EXTRACT TO READ ->
· · · · ·

Several names crop up with menacing regularity….especially those of Yannis Beltsios, Michel Filipidis, Michael Matantos, Tony Georgiades, and his now retired father in law on the Board of Bank of Greece (a major participator in the recent default bond swap conducted by Athens) George Lanaras.
Using the quaint terms ‘related offset transactions and obligations’, MIE’s books for instance (supported by an independent legal investigation pointed out to The Slog) show that Michael Matantos of MIE alone handed on a grand total of 55.1 million euros during the period 2000-2004. Most of this was to oil the wheels (aka grease the palms) in relation to the supply of four submarines from Kiel dockyard.

· · · · ·

RECORDED DATA ->
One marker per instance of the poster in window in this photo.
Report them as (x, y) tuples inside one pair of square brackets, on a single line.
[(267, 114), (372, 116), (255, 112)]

· · · · ·

EXERCISE OBJECTIVE ->
Carry on the passage about payments linked to the supply of submarines from Kiel dockyard, starting after its last sentence. The listing has no connection to the text.

EXPECTED ANSWER ->
The individual payments noted in that exhaustive report are horrifying, but relatively small-fry:
Between 2002-04, Ferrostaal paid 7.5m euros to PDM and Zelan. No activity of any substance can be traced to this Cypriot-based duo, and all the record of directors have vapourised. But their job was to ‘facilitate contract awards’ by Greek ministries. ‘The complete lack of any documentation supporting performance by these companies raises serious concerns’, says a confidential German report. In 2004, Dusseldorf prosecutors fingered Sotiris Emmanouil, the head of Hellenic Shipyards, as the recipient of illegal bribes running into millions of euros by yet another intermediary – HDW – and a later report showed he had indeed received 2.2 million euros via an affiliate in October of that year. Again, no evidence of services supplied exists. In July 2007, 11 million euros were handed to shady ‘facilitators’ Dolmarton. No back-up of tasks performed.
But when it comes to the Greek government’s purchase of four 214 Class submarines from Germany after 2000, you have to see the amounts syphoned off to believe them. Says the legal investigation referred to earlier:
‘The Project Archimedes [submarine supply] contract was signed in 2000. It was in the volume of 1.14bn euros…..the [German supplier] consortium incurredadditional offset obligations of 1.53 billion euros.’
So the price to the Greek taxpayer doubled….entirely due to corrupt payments made to the Greek governing elite.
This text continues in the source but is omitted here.